Return only those lines of the material that contain "ladybug".

──────── MATERIAL TO PROCESS

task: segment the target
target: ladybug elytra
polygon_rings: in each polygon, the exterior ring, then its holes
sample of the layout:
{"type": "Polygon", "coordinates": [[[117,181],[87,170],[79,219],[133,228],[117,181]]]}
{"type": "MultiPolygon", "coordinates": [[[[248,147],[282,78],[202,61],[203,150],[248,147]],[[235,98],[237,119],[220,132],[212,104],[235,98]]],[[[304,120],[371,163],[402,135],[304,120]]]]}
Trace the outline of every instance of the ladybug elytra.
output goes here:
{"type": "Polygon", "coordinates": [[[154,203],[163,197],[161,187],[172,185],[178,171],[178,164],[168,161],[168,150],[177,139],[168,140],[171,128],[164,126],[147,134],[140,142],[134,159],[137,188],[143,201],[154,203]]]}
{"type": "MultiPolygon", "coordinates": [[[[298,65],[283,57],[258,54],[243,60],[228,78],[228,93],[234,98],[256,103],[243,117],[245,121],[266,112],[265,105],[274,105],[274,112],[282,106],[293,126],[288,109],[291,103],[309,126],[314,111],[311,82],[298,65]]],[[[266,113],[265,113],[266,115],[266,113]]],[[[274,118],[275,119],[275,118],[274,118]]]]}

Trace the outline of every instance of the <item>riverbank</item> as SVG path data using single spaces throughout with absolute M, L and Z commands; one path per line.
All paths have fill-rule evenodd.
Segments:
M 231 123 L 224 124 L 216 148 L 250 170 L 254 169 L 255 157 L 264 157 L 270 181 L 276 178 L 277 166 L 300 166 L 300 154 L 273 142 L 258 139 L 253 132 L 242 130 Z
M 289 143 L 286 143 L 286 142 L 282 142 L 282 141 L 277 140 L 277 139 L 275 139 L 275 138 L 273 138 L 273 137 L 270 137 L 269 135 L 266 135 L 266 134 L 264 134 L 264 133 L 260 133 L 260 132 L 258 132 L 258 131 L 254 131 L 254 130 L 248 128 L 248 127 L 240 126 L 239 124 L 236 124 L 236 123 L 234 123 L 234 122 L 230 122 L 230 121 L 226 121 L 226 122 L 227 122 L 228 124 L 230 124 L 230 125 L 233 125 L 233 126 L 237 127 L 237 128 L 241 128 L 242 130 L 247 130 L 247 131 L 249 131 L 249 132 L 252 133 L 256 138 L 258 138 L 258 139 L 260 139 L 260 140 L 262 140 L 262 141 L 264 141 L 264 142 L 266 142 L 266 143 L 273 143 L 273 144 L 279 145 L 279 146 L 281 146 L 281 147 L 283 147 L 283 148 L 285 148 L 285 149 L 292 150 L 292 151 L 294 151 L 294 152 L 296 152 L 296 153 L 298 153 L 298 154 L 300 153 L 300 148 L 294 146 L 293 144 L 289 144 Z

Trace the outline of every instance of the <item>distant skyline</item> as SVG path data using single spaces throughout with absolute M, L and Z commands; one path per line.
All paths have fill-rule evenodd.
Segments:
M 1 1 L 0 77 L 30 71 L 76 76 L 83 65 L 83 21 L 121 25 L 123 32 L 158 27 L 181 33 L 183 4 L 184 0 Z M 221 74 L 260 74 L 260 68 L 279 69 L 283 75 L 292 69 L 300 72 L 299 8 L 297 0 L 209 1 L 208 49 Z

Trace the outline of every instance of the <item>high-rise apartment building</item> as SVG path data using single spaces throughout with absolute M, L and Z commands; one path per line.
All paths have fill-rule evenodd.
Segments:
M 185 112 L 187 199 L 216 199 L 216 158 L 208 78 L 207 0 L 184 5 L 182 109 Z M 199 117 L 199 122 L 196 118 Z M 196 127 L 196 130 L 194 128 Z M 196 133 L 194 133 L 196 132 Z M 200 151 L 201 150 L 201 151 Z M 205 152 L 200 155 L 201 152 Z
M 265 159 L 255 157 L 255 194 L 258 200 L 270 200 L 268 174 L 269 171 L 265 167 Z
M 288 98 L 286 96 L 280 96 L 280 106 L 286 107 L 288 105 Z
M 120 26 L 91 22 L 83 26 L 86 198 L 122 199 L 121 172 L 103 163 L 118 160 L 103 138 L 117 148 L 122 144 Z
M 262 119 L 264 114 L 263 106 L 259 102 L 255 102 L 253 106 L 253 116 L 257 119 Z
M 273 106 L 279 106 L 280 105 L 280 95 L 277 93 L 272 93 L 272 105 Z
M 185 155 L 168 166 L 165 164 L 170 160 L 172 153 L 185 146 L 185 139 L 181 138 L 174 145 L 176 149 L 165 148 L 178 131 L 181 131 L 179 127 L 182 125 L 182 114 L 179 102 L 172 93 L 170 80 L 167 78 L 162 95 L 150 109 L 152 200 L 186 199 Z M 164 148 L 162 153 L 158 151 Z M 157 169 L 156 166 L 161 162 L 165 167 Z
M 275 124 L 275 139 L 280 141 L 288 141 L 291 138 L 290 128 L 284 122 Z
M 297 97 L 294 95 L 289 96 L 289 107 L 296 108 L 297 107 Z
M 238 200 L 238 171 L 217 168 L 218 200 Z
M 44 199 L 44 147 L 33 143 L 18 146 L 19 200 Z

────────────────

> RESPONSE TO THIS TASK:
target: ladybug elytra
Trace the outline of every instance of the ladybug elytra.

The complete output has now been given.